[Some records]
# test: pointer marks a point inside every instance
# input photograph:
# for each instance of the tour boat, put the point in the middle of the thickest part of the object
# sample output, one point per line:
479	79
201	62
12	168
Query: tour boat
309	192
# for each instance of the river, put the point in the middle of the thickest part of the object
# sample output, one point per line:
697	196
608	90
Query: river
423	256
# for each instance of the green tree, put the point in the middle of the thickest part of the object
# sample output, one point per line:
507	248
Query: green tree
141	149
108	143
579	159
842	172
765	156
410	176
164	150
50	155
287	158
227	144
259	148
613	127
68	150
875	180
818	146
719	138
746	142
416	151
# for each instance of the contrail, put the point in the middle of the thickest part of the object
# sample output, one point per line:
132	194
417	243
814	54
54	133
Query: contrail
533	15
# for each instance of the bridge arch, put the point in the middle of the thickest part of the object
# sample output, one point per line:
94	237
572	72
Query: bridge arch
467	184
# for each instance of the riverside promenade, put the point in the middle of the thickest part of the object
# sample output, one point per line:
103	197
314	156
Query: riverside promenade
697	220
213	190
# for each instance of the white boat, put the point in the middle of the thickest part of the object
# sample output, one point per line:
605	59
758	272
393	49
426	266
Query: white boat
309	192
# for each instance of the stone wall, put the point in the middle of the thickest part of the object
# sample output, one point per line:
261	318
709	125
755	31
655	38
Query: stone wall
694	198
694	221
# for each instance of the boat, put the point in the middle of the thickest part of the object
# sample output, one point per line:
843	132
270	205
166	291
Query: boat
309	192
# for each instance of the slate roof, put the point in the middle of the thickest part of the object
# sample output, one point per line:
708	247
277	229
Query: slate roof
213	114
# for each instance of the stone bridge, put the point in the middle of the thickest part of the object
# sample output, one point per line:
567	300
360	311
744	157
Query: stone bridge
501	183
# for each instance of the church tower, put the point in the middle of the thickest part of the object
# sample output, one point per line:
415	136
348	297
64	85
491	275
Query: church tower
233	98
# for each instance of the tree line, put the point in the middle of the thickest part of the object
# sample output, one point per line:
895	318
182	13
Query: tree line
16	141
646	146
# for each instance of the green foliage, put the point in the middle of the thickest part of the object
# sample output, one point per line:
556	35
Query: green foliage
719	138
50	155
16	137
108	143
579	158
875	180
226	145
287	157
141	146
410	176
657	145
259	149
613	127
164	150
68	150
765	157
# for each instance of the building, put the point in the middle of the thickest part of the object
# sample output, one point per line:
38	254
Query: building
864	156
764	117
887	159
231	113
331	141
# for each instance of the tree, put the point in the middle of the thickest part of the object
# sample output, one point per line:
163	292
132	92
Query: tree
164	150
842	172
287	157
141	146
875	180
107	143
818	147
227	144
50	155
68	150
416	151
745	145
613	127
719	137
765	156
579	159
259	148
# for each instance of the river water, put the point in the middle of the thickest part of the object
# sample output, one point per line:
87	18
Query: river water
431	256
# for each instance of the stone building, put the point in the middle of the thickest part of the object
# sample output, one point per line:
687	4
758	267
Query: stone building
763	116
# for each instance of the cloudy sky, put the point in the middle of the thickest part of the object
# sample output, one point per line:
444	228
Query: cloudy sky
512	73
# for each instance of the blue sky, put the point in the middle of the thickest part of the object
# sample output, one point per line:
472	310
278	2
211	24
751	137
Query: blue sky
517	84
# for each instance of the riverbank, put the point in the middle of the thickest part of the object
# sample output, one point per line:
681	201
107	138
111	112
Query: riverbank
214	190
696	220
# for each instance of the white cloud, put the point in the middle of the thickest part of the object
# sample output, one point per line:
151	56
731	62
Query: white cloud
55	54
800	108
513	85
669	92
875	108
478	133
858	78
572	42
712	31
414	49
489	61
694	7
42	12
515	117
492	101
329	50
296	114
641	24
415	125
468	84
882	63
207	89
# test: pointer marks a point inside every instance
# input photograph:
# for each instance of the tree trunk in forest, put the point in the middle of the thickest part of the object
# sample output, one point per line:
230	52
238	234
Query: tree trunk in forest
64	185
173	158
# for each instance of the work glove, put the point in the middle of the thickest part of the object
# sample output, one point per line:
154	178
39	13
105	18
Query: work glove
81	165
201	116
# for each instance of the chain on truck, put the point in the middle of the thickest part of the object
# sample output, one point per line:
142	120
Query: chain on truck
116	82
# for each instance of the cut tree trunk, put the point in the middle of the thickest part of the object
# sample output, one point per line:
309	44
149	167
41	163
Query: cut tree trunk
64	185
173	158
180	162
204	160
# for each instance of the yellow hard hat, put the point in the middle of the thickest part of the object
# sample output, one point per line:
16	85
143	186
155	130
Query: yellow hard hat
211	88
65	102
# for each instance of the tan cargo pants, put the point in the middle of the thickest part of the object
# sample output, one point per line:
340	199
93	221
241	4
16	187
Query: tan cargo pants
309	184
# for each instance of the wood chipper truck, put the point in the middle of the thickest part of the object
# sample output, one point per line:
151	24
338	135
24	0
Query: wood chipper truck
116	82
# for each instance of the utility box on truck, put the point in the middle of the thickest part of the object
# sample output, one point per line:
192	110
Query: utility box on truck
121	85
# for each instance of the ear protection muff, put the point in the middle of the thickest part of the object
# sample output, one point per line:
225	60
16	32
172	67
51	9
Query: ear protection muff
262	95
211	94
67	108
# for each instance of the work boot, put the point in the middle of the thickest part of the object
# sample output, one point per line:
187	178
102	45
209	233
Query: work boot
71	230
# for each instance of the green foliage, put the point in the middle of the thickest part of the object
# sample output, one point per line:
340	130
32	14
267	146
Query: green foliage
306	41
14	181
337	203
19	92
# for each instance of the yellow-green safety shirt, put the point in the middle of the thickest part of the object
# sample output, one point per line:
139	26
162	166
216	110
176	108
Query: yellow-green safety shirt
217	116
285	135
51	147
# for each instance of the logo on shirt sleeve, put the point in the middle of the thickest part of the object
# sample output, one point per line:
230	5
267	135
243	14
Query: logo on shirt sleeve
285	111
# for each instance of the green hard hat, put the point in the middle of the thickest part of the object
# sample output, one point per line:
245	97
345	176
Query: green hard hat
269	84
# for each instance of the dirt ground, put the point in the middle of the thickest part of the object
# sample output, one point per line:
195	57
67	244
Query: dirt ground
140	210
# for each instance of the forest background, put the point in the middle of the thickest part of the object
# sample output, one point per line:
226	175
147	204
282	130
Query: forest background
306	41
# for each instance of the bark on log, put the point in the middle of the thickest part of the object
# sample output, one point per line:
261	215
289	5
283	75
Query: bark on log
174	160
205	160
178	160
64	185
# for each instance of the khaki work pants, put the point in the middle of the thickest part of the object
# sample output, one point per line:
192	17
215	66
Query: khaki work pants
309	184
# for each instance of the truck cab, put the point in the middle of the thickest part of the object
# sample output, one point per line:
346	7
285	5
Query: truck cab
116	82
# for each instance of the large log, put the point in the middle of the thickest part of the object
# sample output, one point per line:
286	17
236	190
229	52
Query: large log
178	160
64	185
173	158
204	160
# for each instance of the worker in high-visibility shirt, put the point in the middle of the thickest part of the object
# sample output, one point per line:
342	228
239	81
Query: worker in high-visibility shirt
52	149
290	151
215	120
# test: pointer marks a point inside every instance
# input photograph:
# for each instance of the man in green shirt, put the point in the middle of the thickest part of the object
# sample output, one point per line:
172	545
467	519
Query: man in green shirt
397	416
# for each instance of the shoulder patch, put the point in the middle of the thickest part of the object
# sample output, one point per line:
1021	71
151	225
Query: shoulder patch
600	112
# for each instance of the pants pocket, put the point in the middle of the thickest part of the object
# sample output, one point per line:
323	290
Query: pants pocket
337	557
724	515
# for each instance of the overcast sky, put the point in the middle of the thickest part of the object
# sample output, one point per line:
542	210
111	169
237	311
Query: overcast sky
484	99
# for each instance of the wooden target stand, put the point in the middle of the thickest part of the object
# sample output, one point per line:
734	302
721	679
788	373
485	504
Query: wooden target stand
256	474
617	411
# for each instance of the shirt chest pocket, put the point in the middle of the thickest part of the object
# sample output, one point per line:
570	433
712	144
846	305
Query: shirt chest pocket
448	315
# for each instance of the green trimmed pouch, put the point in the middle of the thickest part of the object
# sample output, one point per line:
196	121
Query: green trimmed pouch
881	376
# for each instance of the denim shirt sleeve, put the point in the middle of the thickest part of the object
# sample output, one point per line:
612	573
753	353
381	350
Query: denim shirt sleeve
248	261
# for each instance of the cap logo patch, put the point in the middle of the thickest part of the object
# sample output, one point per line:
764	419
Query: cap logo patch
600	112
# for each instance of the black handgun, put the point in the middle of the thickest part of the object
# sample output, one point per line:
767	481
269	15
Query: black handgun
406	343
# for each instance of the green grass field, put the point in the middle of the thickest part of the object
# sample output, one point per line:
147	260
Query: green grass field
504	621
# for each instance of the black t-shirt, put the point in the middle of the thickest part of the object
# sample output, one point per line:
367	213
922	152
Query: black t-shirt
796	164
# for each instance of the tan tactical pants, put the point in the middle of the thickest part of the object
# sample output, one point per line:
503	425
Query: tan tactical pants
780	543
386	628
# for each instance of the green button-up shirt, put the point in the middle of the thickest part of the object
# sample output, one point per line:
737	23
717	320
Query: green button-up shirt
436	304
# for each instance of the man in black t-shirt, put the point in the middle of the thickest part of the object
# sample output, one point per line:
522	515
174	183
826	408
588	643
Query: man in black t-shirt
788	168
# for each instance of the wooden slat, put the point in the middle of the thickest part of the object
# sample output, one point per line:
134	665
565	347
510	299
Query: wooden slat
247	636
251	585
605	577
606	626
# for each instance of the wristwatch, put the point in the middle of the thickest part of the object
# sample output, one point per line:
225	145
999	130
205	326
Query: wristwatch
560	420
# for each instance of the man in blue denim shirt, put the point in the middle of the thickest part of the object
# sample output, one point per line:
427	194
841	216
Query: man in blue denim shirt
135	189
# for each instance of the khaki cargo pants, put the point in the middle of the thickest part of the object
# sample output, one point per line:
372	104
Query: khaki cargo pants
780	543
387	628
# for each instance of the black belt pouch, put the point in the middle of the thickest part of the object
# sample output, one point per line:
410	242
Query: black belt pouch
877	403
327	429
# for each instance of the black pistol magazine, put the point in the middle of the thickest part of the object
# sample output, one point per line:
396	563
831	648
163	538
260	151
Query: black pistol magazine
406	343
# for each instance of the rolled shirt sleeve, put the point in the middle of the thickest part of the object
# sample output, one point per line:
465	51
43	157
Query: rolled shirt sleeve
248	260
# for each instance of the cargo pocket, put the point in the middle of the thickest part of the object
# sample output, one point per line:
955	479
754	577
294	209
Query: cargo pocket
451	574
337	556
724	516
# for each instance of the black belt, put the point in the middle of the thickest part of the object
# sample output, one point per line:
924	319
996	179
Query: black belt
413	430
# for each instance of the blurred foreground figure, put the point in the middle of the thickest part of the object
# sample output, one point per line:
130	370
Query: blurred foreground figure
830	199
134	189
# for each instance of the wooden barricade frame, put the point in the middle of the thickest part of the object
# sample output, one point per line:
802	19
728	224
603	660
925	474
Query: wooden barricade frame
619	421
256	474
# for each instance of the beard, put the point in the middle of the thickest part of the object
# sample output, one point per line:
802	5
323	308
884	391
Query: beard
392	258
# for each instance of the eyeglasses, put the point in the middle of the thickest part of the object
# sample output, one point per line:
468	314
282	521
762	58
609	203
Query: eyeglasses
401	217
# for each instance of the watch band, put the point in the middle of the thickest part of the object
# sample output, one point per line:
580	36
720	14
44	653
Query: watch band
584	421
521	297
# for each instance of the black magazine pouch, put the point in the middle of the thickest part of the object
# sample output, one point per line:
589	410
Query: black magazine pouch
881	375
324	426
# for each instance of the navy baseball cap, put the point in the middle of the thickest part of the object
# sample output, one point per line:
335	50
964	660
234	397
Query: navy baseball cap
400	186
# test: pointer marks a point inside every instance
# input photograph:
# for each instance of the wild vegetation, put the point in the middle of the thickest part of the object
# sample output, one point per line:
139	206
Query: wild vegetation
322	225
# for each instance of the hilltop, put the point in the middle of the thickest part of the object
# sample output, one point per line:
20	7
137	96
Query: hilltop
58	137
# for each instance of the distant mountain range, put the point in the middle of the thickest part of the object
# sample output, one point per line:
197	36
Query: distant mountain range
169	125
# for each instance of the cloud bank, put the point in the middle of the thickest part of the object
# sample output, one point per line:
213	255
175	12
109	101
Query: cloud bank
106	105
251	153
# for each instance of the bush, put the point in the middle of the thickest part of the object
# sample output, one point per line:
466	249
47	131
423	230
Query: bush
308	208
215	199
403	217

Direction: Each line from the one containing "# for each instance of the black magazine" to the end of the records should be echoed exactly, and no other line.

Right answer:
# for each instance of the black magazine pouch, put the point in the middle of the thickest part of the object
# sample output, one point per line:
589	410
Query: black magazine pouch
881	375
324	426
# for each instance of the navy baseball cap, put the point in the middle of the thickest part of the object
# sample output, one point per line:
335	50
964	660
234	397
Query: navy baseball cap
400	186
# test: pointer marks a point inside every instance
# input photograph:
# for each instance of the wild vegetation, put the point in the middle of the thickest part of the object
# sample output, one point per line:
139	206
Query: wild vegetation
322	225
# for each instance of the hilltop, put the point in the middle of the thickest part of the object
# sample output, one point per line:
20	7
137	96
Query: hilltop
58	137
# for each instance of the distant mountain range, put the point in the middle of the thickest part of the object
# sample output, one point per line:
197	36
Query: distant mountain range
169	125
# for each instance of the cloud bank, put the point in the middle of the thickest part of the object
# sample output, one point per line:
213	255
175	12
109	101
Query: cloud bank
106	105
251	153
# for each instance of the bush, put the point in the middle of the thickest part of the object
# sample output, one point per line:
466	249
47	131
423	230
Query: bush
308	208
215	199
403	217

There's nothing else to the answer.